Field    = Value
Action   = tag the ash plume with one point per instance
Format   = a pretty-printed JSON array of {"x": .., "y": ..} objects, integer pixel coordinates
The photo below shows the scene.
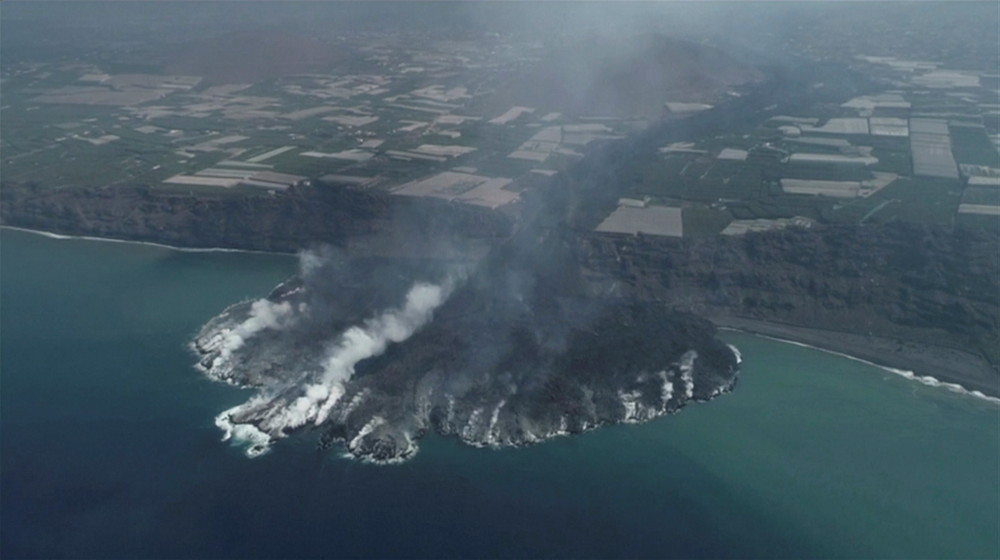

________________

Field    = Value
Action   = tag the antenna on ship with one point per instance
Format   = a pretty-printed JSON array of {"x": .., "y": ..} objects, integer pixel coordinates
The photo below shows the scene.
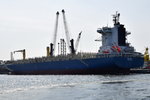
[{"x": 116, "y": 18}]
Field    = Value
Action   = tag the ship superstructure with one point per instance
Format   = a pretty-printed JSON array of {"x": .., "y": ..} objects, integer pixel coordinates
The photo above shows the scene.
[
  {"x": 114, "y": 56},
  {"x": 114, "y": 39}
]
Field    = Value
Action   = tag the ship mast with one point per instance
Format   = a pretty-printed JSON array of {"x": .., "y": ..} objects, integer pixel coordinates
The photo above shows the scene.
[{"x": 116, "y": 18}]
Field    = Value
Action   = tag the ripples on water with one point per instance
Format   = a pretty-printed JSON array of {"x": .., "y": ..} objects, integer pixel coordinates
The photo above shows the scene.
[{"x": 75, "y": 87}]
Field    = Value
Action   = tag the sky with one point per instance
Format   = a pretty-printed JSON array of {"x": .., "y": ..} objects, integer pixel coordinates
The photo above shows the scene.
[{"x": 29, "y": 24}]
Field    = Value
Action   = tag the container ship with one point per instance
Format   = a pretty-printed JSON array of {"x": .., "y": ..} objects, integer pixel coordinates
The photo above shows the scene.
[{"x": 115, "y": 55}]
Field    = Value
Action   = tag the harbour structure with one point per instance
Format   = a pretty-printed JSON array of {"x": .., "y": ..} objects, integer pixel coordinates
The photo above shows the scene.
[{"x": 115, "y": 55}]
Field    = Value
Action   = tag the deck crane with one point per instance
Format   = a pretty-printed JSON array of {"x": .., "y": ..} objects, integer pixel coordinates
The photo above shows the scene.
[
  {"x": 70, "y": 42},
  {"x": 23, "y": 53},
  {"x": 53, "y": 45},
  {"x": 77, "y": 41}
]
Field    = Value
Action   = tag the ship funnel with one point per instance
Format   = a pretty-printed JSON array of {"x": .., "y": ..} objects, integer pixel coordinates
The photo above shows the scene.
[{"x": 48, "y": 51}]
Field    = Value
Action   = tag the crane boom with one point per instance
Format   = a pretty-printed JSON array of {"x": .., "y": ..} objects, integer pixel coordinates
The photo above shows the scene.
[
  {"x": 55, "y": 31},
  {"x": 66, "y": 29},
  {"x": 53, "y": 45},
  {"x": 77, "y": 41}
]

________________

**WORK TO COMPLETE:** A line qualifies when it holds the word "ship"; report all qualifying lines from the records above.

**COMPLETED EXERCISE:**
Action   = tag the antenna on ship with one point per instance
Action   = tag the ship superstructure with one point per instance
Action   = tag the ship mast with one point per instance
Action   = tag the container ship with one point per instance
Action   = tag the ship funnel with one point per instance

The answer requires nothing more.